Tekst om te lezen –
Afgelopen zondagochtend zitten we naar goede gewoonte in de kerk. Ervoor kiezen om een volger van Jezus te zijn en dan niet reageren op Zijn uitnodigingen is natuurlijk slappe hap. Elke amateursporter met hart voor zijn club is er toch ook als er competitie gespeeld wordt en de tegenstander verslagen moet worden?
Toch is er iets raars aan de hand. Deze keer zitten we in een Engelse dorpskerk ergens in de Codswolds. Ook hier zijn het weer de vrouwen die de zaak aan de gang lijken te houden. Al in het begin van de dienst wordt Ruth, de youthworker, uitgenodigd om haar verhaal te doen. Ze staat op: een jonge vrouw, sportief gekleed, en ze loopt naar de katheder.
Ze houdt een gepassioneerd betoog over haar werk met de jongeren in het dorp, over haar joggingrondje de dag ervoor toen haar plotseling een bijbeltekst uit Colossenzen 3 te binnen schoot over Jesus in your heart, en ze besluit met een warm pleidooi for sharing your life with others, waarom niet gewoon je buren opzoeken en ze uitnodigen voor de opening ceremony of the Olympics ? Ze vraagt aan de dominee of ze mag bidden met ons - de liturgie is high-church - en loopt daarna weer naar haar plek. We zingen het volgende lied. Ze stapt op, loopt naar achteren en verdwijnt uit de dienst....
Heel bijzonder vond ik het: zo'n enthousiaste twintiger, die - dat neem ik even aan - het niet nodig vond om de dienst uit te zitten.
Een paar dagen later lees ik een artikel in Trouw over jonge predikanten, twintigers, die een manifest hebben geschreven, gericht aan het moderamen van de PKN-synode.
De rode draad van het verhaal spoort met het voorval in de Engelse dorpskerk: er is voor jonge mensen niet zo gek veel te halen in de kerk. Waarom zou je op zondagochtend vroeg uit je bed komen om naar een kerkdienst te gaan die je niet nodig hebt ? En wat betekent dat dan voor een twintiger die, opgeleid tot predikant, niet in die voorgekookte en verstarde kerkelijke wereld wil stappen ?

Wat te doen –
1 > Schrijf uit de tekst over de kerkdienst het stuk over dat begint bij de woorden met "Ze houdt een" en eindigt met "van de PKN-synode.".
2 > Beantwoord deze vragen over de tekst over de kerkdienst:
(a) In welke streek staat de Engelse dorpskerk?
(b) Uit welk bijbelboek kwam de tekst die Ruth tijdens haar joggingrondje te binnen schoot?
(c) Aan wie is het manifest van de jonge predikanten gericht?
3 > Leg in één tot drie zinnen uit waarom je volgens de tekst over de kerkdienst op zondagochtend in de kerk hoort te zitten.

De gegevens –
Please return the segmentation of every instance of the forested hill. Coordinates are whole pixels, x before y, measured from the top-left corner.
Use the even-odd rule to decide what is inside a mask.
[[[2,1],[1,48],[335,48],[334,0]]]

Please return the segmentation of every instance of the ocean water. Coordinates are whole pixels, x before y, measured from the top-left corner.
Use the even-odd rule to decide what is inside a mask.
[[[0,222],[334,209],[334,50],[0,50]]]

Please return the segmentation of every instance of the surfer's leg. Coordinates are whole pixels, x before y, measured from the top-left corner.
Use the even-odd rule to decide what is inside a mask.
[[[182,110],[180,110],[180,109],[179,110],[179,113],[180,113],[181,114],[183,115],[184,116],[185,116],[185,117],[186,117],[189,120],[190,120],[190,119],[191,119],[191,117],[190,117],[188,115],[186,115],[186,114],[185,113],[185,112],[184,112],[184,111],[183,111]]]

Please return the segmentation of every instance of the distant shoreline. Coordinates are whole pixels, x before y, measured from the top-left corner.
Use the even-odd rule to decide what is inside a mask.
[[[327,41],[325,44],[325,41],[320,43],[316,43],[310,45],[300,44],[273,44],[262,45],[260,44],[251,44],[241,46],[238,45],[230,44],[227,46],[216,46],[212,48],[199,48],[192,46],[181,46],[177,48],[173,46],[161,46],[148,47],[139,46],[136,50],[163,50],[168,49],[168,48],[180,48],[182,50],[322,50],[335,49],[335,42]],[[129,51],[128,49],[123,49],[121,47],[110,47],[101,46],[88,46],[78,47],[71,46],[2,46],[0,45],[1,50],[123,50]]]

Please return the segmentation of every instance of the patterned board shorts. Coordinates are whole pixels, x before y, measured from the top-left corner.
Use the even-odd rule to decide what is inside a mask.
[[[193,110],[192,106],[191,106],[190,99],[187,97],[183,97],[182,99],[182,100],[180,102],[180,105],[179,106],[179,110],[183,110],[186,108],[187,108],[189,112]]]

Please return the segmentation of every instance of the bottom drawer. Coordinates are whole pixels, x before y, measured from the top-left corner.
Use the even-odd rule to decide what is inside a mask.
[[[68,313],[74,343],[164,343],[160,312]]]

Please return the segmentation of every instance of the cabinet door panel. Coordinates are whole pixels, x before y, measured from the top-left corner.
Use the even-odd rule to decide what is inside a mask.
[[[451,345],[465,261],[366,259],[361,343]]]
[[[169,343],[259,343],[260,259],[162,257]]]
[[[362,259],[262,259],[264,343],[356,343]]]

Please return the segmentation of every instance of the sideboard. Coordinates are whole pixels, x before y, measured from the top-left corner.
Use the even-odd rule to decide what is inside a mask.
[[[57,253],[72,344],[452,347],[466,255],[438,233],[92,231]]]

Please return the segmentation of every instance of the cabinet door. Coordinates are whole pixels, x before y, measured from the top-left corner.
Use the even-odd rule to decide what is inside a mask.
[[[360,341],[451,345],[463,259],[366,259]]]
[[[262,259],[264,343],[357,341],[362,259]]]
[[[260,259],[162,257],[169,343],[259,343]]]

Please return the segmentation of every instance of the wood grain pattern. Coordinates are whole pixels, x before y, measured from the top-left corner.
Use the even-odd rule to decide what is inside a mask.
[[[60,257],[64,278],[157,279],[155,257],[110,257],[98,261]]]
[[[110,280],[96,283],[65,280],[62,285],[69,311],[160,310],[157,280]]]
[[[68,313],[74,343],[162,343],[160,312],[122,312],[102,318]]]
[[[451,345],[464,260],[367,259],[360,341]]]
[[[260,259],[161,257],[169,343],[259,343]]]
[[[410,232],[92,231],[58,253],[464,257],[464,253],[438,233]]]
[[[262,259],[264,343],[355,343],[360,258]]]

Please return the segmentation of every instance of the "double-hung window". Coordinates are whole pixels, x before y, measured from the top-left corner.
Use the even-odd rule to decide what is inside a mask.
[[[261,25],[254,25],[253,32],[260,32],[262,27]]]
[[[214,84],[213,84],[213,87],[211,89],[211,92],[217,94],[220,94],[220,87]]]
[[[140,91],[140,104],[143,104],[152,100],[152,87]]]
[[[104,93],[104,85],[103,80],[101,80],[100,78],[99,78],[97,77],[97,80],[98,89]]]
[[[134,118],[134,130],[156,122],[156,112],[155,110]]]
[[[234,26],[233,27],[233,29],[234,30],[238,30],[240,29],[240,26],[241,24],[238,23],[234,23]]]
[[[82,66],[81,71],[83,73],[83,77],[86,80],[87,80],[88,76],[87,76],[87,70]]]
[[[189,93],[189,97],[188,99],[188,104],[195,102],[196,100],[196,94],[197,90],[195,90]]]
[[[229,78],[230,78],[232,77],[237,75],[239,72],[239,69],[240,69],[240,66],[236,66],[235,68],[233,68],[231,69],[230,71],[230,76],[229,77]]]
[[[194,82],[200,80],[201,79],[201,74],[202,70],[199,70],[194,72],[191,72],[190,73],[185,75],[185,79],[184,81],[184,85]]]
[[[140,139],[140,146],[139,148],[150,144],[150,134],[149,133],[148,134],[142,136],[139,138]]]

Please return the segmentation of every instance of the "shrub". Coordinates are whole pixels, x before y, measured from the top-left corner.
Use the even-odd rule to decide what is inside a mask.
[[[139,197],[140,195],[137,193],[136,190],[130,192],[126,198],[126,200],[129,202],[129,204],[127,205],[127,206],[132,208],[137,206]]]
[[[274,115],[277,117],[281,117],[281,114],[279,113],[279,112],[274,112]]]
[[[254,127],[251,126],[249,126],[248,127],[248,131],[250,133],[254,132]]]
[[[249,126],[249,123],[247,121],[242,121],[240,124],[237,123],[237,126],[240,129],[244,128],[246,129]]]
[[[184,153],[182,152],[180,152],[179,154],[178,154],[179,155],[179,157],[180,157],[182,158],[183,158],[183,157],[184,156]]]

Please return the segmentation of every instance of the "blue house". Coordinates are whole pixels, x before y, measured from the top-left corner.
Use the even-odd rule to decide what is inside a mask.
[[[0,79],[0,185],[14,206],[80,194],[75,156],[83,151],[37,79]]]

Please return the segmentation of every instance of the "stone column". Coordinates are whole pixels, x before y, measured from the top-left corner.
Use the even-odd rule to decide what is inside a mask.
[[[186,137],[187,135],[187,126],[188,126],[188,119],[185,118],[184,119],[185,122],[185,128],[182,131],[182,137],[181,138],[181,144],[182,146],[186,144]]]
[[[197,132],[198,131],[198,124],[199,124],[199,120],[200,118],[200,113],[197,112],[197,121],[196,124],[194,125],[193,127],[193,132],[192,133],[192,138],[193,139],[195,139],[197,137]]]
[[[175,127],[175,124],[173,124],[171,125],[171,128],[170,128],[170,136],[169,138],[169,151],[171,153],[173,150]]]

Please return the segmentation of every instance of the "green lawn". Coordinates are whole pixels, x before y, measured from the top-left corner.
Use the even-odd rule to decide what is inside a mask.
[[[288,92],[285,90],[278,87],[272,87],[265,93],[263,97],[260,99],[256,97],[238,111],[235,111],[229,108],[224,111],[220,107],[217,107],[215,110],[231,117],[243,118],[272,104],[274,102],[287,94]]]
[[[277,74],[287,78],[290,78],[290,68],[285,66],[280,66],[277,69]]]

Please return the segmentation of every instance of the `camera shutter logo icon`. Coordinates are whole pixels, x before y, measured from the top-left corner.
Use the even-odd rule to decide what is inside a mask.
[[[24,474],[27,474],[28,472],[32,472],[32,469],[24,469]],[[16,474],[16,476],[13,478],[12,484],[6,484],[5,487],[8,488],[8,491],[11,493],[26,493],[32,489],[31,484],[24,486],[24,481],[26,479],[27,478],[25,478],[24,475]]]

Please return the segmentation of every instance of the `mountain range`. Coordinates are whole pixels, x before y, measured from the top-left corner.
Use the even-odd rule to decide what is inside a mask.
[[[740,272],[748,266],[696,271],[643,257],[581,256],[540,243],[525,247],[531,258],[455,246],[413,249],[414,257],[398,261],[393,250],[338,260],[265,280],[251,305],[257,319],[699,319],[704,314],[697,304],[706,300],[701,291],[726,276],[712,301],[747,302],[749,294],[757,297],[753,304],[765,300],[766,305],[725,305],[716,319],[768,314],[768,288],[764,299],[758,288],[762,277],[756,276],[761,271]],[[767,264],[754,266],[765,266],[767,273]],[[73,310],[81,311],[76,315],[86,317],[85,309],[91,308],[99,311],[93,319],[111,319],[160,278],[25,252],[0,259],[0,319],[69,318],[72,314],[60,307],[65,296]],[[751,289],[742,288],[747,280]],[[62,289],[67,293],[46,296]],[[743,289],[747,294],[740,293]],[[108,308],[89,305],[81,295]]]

De antwoorden –
1 >
Ze houdt een gepassioneerd betoog over haar werk met de jongeren in het dorp, over haar joggingrondje de dag ervoor toen haar plotseling een bijbeltekst uit Colossenzen 3 te binnen schoot over Jesus in your heart, en ze besluit met een warm pleidooi for sharing your life with others, waarom niet gewoon je buren opzoeken en ze uitnodigen voor de opening ceremony of the Olympics ? Ze vraagt aan de dominee of ze mag bidden met ons - de liturgie is high-church - en loopt daarna weer naar haar plek. We zingen het volgende lied. Ze stapt op, loopt naar achteren en verdwijnt uit de dienst....
Heel bijzonder vond ik het: zo'n enthousiaste twintiger, die - dat neem ik even aan - het niet nodig vond om de dienst uit te zitten.
Een paar dagen later lees ik een artikel in Trouw over jonge predikanten, twintigers, die een manifest hebben geschreven, gericht aan het moderamen van de PKN-synode.

2 >
(a) In de Codswolds.
(b) Uit Colossenzen (hoofdstuk 3).
(c) Aan het moderamen van de PKN-synode.

3 > Wie ervoor kiest om Jezus te volgen en dan niet ingaat op Zijn uitnodigingen, doet dat volgens de tekst maar slap. Het is net als bij een amateursporter met hart voor zijn club: die is er ook als er competitie gespeeld wordt.